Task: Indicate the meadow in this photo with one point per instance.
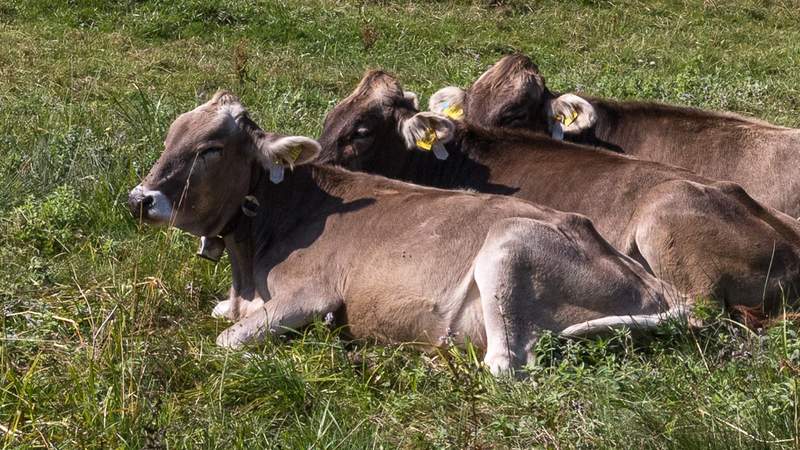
(106, 338)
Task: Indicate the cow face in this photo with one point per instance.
(511, 93)
(206, 169)
(378, 123)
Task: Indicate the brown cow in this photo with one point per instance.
(707, 238)
(395, 262)
(761, 157)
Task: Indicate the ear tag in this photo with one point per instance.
(455, 112)
(426, 143)
(439, 151)
(293, 154)
(250, 206)
(211, 248)
(276, 173)
(557, 131)
(566, 120)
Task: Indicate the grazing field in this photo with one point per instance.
(106, 339)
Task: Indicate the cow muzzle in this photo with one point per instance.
(149, 206)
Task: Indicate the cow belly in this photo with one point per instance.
(404, 314)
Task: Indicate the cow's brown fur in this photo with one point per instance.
(396, 262)
(708, 238)
(761, 157)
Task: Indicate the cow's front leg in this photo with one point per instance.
(235, 307)
(277, 316)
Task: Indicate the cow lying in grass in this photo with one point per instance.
(707, 238)
(395, 262)
(761, 157)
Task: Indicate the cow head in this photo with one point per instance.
(379, 123)
(206, 169)
(512, 93)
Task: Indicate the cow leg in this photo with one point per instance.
(533, 276)
(502, 274)
(236, 307)
(277, 316)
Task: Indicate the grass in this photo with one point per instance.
(107, 340)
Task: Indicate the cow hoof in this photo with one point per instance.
(499, 365)
(222, 310)
(230, 339)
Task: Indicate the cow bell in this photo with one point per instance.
(211, 248)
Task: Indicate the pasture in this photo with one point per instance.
(106, 338)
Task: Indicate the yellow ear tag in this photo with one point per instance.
(293, 154)
(427, 142)
(454, 112)
(567, 120)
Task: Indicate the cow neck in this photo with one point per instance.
(459, 170)
(240, 218)
(307, 191)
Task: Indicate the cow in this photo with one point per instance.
(394, 262)
(761, 157)
(708, 238)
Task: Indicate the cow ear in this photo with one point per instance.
(428, 131)
(448, 101)
(570, 114)
(278, 152)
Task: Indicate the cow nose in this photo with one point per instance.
(148, 201)
(139, 202)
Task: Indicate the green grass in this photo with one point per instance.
(107, 340)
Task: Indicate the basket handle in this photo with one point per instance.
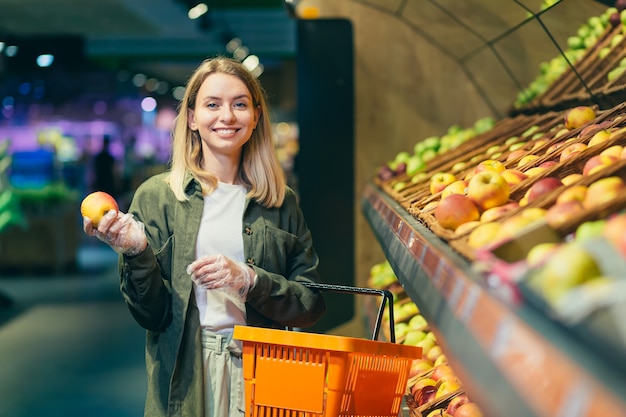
(387, 299)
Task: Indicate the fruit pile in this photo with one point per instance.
(433, 388)
(594, 45)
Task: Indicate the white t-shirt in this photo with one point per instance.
(220, 233)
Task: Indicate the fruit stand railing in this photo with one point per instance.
(513, 360)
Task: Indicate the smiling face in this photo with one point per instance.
(225, 117)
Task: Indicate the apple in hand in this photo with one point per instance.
(488, 189)
(456, 402)
(440, 180)
(454, 210)
(96, 205)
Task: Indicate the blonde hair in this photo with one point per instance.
(259, 169)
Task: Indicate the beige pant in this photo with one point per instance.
(223, 376)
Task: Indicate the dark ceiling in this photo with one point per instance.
(153, 36)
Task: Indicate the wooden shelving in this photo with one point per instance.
(513, 360)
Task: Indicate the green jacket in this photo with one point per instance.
(159, 292)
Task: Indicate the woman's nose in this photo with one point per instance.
(227, 114)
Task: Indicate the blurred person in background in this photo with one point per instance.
(216, 241)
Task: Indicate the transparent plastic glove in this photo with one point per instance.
(120, 231)
(217, 271)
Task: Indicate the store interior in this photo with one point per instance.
(352, 85)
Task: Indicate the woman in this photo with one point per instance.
(217, 241)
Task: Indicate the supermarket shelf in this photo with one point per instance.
(513, 360)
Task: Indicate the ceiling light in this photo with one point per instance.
(197, 11)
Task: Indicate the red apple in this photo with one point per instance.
(440, 180)
(542, 187)
(579, 116)
(598, 162)
(469, 409)
(96, 205)
(603, 190)
(513, 176)
(488, 189)
(454, 210)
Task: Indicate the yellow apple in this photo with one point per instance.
(513, 176)
(454, 210)
(598, 162)
(494, 213)
(488, 189)
(599, 137)
(457, 187)
(561, 213)
(531, 172)
(603, 190)
(615, 151)
(571, 178)
(95, 205)
(440, 180)
(526, 159)
(573, 193)
(540, 252)
(579, 116)
(489, 165)
(483, 235)
(572, 150)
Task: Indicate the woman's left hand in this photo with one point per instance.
(217, 271)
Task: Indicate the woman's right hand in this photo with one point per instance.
(120, 231)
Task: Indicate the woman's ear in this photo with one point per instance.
(191, 120)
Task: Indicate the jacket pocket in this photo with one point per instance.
(278, 247)
(164, 256)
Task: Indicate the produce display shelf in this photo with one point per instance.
(513, 360)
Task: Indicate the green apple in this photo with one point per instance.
(568, 267)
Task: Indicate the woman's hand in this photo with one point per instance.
(120, 231)
(217, 271)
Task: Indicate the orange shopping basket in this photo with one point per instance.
(291, 373)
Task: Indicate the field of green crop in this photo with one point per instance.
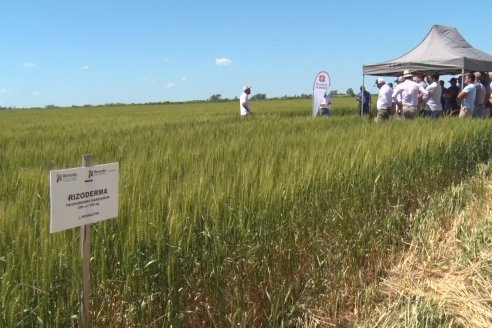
(223, 221)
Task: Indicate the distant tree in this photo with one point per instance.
(216, 97)
(259, 96)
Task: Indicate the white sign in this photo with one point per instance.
(83, 195)
(320, 88)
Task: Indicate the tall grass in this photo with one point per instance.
(223, 220)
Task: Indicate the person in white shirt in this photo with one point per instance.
(409, 93)
(244, 106)
(480, 97)
(467, 96)
(325, 106)
(434, 106)
(384, 103)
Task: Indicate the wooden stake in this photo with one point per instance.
(85, 248)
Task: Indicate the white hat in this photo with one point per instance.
(407, 73)
(379, 80)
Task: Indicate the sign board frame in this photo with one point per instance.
(83, 195)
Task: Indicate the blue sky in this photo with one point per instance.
(80, 52)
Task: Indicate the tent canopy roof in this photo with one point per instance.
(443, 51)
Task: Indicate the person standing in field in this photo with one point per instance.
(244, 105)
(480, 97)
(384, 103)
(433, 108)
(467, 96)
(325, 106)
(364, 99)
(407, 93)
(450, 103)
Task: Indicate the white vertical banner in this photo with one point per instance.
(320, 87)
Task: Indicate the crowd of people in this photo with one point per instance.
(425, 95)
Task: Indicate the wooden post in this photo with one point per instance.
(85, 248)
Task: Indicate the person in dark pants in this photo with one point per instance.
(364, 99)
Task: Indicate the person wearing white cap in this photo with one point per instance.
(364, 99)
(467, 96)
(480, 98)
(407, 93)
(433, 107)
(244, 106)
(384, 103)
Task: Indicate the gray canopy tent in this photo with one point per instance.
(443, 51)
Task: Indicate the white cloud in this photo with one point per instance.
(148, 81)
(29, 65)
(223, 61)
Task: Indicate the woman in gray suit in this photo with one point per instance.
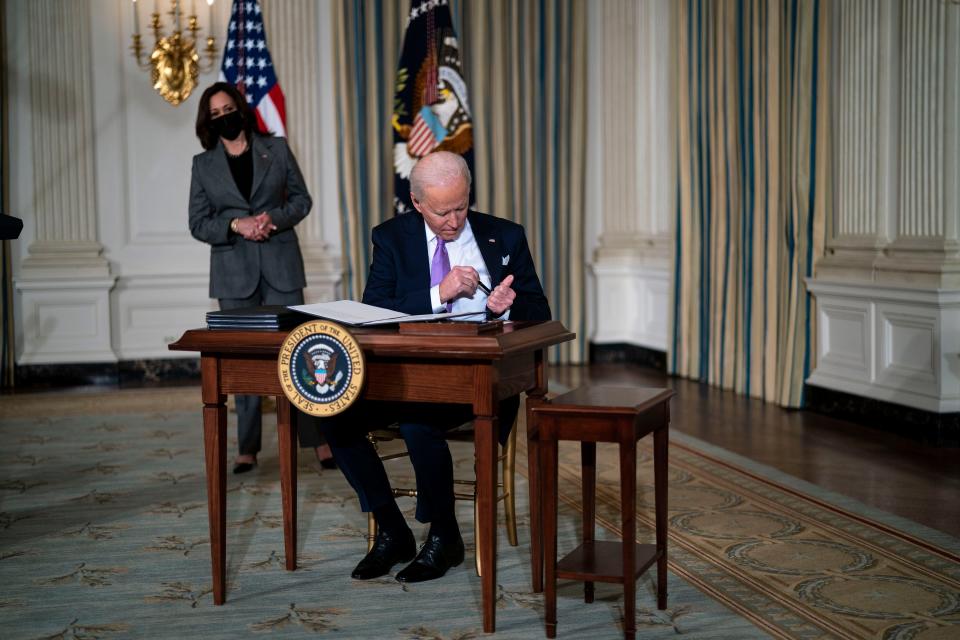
(246, 197)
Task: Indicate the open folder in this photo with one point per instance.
(358, 314)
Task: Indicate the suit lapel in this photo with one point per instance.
(490, 245)
(415, 242)
(261, 164)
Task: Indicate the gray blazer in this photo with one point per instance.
(236, 264)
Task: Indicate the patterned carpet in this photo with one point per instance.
(103, 534)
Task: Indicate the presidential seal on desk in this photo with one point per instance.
(321, 368)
--------------------------------
== Exercise objective ==
Repeat the preceding records precisely, and leave every picture out of the copy.

== Exercise solution ==
Task: Indicate the meadow in this photo with one point per instance.
(106, 338)
Task: Indicate the cow face in this photo with one point per instance.
(511, 93)
(206, 169)
(378, 123)
Task: Indicate the brown cow in this photo with one point per instance.
(707, 238)
(395, 262)
(761, 157)
Task: Indicate the ear tag in this photo with one point per instance.
(455, 112)
(426, 143)
(439, 151)
(293, 154)
(250, 206)
(211, 248)
(276, 173)
(557, 131)
(566, 120)
Task: Indicate the grazing field in this photo with one point per instance.
(106, 339)
Task: Indicate the cow muzzle in this photo with one point per instance.
(149, 206)
Task: Indicate the cow belly in this photo with one point per instance.
(404, 314)
Task: Indicate the cow's brown fur in this photo with one point per instance.
(396, 262)
(708, 238)
(761, 157)
Task: Indicate the cow's front leg in this photo with one point per instance.
(235, 307)
(277, 316)
Task: Indicate the cow lying in grass in this photo with one point per instance.
(707, 238)
(395, 262)
(761, 157)
Task: Indicate the cow head in this photo with one point per instance.
(379, 123)
(206, 169)
(512, 93)
Task: Indicate the cow leg in this photo with one point per instance.
(533, 276)
(502, 274)
(236, 307)
(277, 316)
Task: Indicate the grass in this photo with one point per instance.
(107, 340)
Task: Indicate the cow hoof in this photo with one point per instance.
(499, 365)
(222, 310)
(230, 339)
Task: Indicate the cow bell in this photo with one point per instance.
(211, 248)
Task: Indicate the pasture in this photo with one point per instance.
(106, 338)
Task: Indicate the yellow ear tag in this photo with one point per instance.
(293, 154)
(427, 142)
(454, 112)
(567, 120)
Task: Indicate the cow neck in this photo with one point per instance.
(459, 170)
(240, 218)
(307, 191)
Task: Indicate the cow in this photo with one point per instance.
(394, 262)
(761, 157)
(708, 238)
Task: Indicate the cow ear in this photo with one point per instance.
(428, 131)
(448, 101)
(570, 114)
(278, 152)
Task: Indicate the cow nose in this photo with one point per instance.
(148, 201)
(139, 202)
Task: Indicate the green grass in this photo with one point per instance.
(107, 340)
Task: Indicate the basket handle in this photo with one point per instance.
(387, 299)
Task: Indicate the fruit pile in this photo with one point per instance.
(433, 388)
(594, 45)
Task: Indicate the white t-shirt in this photo with one point per instance.
(220, 233)
Task: Indicate the fruit stand railing in this photo with one point per instance.
(513, 360)
Task: Indicate the smiling face in this photo with one point per instance.
(225, 117)
Task: Indicate the apple in hand in this photo with one point per instance.
(488, 189)
(456, 402)
(440, 180)
(454, 210)
(96, 205)
Task: Indicate the blonde hair in this photo with one point per instance.
(259, 169)
Task: Indicate the beige pant in this photo with one point per instance.
(223, 376)
Task: Indicate the dark ceiling in this photo with one point per instance.
(153, 36)
Task: Indicate the wooden shelving in this photo with one point per instance.
(513, 360)
Task: Indicate the green jacket in this photo with one point per instance.
(159, 292)
Task: Indicate the woman's nose in this photo with one point per instance.
(227, 114)
Task: Indicate the blurred person in background in this photo with one point per instance.
(216, 241)
Task: Indicate the transparent plastic glove in this photo with one point per instance.
(120, 231)
(217, 271)
Task: Indicate the store interior in this photo with one point per instance.
(352, 85)
Task: Indicate the woman in this photo with one point per instance.
(217, 241)
Task: Indicate the supermarket shelf in this photo with one point per instance.
(513, 360)
Task: Indicate the ceiling light in this photo with one point per instance.
(197, 11)
Task: Indicate the red apple in this photo with one point per instance.
(440, 180)
(542, 187)
(579, 116)
(598, 162)
(469, 409)
(96, 205)
(603, 190)
(513, 176)
(488, 189)
(454, 210)
Task: Indicate the yellow apple in this photo with one point per instance.
(513, 176)
(454, 210)
(598, 162)
(494, 213)
(488, 189)
(599, 137)
(457, 187)
(561, 213)
(531, 172)
(603, 190)
(615, 151)
(571, 178)
(95, 205)
(440, 180)
(526, 159)
(573, 193)
(540, 252)
(579, 116)
(489, 165)
(483, 235)
(572, 150)
Task: Indicate the woman's left hand in this photo with one point per instance.
(217, 271)
Task: Indicate the woman's right hand in this photo with one point per instance.
(120, 231)
Task: Indicate the woman's ear in this photo with one point per instance.
(191, 120)
Task: Indicate the jacket pocket in this photo with one point per instance.
(278, 247)
(164, 256)
Task: Indicate the produce display shelf in this photo with one point per instance.
(513, 360)
Task: Indicate the green apple in this photo with one point per instance.
(568, 267)
Task: Indicate the woman's hand in this photo with one point per instance.
(120, 231)
(217, 271)
Task: Indicate the orange shopping basket in this photo with one point per instance.
(291, 373)
Task: Indicate the field of green crop in this photo with one point per instance.
(223, 221)
Task: Indicate the distant tree in this photo with one point per instance.
(216, 97)
(259, 96)
Task: Indicate the white sign in this photo with one point per instance.
(83, 195)
(320, 88)
Task: Indicate the tall grass in this photo with one point per instance.
(223, 220)
Task: Indicate the person in white shirt in this photo with one point per instance.
(409, 93)
(244, 106)
(480, 97)
(467, 96)
(325, 106)
(434, 106)
(384, 103)
Task: Indicate the wooden stake in this photo with one point per instance.
(85, 248)
Task: Indicate the white hat in this photo with one point per instance.
(407, 73)
(379, 80)
Task: Indicate the sign board frame in this photo with one point per instance.
(83, 195)
Task: Indicate the blue sky in this photo with one point per instance.
(80, 52)
Task: Indicate the tent canopy roof in this photo with one point per instance.
(443, 51)
Task: Indicate the person standing in field in this photo with one point per instance.
(244, 105)
(480, 97)
(384, 103)
(433, 108)
(467, 96)
(325, 106)
(364, 99)
(407, 93)
(450, 103)
Task: Indicate the white vertical banner in this photo with one point per instance.
(320, 87)
Task: Indicate the crowd of people in this photo with one point per instance.
(425, 95)
Task: Indicate the wooden post in this photo with one point per instance.
(85, 248)
Task: Indicate the person in dark pants in this photo with one point per instance.
(364, 99)
Task: Indicate the person wearing white cap in this photo with one point per instance.
(364, 99)
(467, 96)
(480, 98)
(407, 93)
(433, 107)
(244, 106)
(384, 103)
Task: Indicate the gray canopy tent in this photo with one point per instance.
(443, 51)
Task: Indicate the white cloud in this photo with one point per instance.
(148, 81)
(29, 65)
(223, 61)
Task: Indicate the woman in gray suit in this photo with one point per instance.
(246, 197)
Task: Indicate the open folder in this photo with one point per instance.
(358, 314)
Task: Indicate the suit lapel in this photo with one point per instance.
(490, 245)
(415, 242)
(261, 164)
Task: Indicate the gray blazer in this photo with one point per instance.
(236, 264)
Task: Indicate the patterned carpet in this photo with one point per instance.
(103, 534)
Task: Indicate the presidential seal on desk in this photo with one point per instance.
(321, 368)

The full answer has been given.